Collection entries
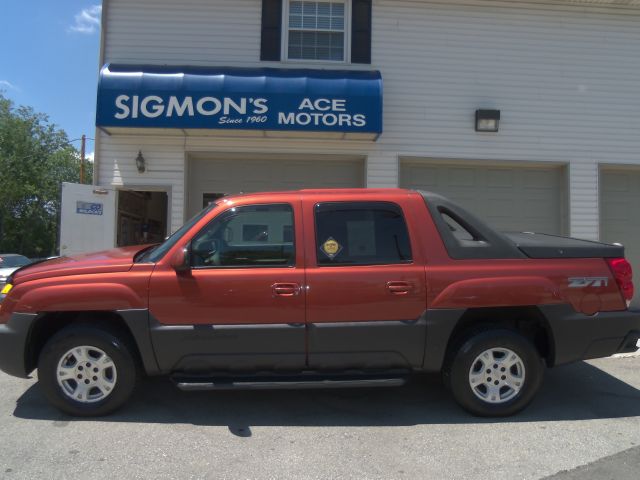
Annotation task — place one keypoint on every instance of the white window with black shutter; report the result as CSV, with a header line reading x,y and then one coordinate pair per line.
x,y
316,31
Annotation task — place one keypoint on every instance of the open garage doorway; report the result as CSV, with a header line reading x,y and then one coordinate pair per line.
x,y
141,217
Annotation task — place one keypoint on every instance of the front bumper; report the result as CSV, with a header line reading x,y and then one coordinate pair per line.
x,y
14,337
581,337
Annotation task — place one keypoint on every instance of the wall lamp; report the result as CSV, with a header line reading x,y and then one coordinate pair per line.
x,y
487,120
140,162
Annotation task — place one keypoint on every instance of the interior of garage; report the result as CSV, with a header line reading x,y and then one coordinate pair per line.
x,y
141,217
509,196
212,175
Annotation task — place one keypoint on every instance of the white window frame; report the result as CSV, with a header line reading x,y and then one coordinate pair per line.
x,y
284,50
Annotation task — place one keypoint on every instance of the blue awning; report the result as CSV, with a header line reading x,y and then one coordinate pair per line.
x,y
240,99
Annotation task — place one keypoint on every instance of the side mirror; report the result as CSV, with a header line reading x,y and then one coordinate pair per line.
x,y
181,261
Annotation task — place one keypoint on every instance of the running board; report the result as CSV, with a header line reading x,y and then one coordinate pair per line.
x,y
280,383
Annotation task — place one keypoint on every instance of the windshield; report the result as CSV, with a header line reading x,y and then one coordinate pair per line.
x,y
14,261
158,252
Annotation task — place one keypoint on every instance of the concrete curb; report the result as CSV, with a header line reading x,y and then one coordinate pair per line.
x,y
629,355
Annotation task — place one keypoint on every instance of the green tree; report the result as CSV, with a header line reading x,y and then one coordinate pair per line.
x,y
35,158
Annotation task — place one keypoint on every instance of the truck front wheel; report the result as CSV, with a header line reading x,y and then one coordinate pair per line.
x,y
87,371
495,373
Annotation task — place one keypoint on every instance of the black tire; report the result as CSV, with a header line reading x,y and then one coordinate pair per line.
x,y
113,345
457,373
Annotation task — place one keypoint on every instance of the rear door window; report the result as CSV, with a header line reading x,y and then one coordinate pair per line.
x,y
361,233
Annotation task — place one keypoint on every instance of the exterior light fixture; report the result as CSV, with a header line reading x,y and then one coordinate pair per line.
x,y
140,162
487,120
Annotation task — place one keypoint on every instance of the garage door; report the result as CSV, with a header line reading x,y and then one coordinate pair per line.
x,y
509,198
620,212
209,177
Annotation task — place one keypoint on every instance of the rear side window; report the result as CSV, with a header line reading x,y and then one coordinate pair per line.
x,y
361,233
247,236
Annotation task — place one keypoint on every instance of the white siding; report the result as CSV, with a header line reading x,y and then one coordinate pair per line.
x,y
165,161
565,78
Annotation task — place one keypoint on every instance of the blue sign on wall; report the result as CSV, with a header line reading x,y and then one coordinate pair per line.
x,y
88,208
240,99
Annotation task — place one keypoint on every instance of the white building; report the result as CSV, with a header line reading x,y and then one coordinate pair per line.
x,y
564,76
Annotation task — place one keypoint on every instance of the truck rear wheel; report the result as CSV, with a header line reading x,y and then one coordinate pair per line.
x,y
87,371
495,373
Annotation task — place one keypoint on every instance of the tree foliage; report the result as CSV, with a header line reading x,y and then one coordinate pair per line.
x,y
35,158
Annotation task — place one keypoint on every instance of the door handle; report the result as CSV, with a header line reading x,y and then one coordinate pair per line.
x,y
285,289
398,288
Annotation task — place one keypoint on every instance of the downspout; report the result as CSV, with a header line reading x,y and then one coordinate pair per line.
x,y
98,132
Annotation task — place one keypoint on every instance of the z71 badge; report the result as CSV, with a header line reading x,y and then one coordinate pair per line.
x,y
581,282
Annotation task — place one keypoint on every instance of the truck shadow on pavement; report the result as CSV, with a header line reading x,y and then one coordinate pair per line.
x,y
574,392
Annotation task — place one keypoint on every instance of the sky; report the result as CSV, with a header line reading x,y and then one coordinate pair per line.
x,y
49,53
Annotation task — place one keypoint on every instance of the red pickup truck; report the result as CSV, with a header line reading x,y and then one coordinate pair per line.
x,y
320,288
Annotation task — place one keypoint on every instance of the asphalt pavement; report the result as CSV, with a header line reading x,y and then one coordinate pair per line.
x,y
585,424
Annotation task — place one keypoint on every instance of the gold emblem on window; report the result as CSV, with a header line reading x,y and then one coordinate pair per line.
x,y
331,247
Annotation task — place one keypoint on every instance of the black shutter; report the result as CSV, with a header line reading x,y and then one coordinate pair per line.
x,y
361,31
271,30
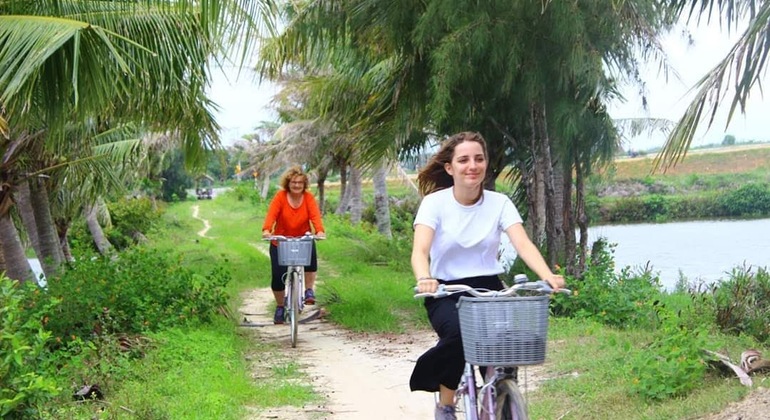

DIRECTIVE:
Locate every line in the items above that contains the word "white", and copy each of those lines out in full.

FULL ANSWER:
Annotation task — place one keypoint on every instance of the white window with black shutter; report the result as CSV, with a header line reading x,y and then one coordinate pair per line.
Annotation task — place one keypoint on every instance of the white window frame; report the result as CSV, with a header line reading x,y and then one coordinate pair per line.
Annotation task — place one keypoint on every instance of the white siding; report the result as CSV, with a header line reading x,y and then one coordinate pair per line.
Annotation task — place one keypoint on every instance of the white building; report the result as CSV, with a header line reading x,y and then one coordinate pair per line.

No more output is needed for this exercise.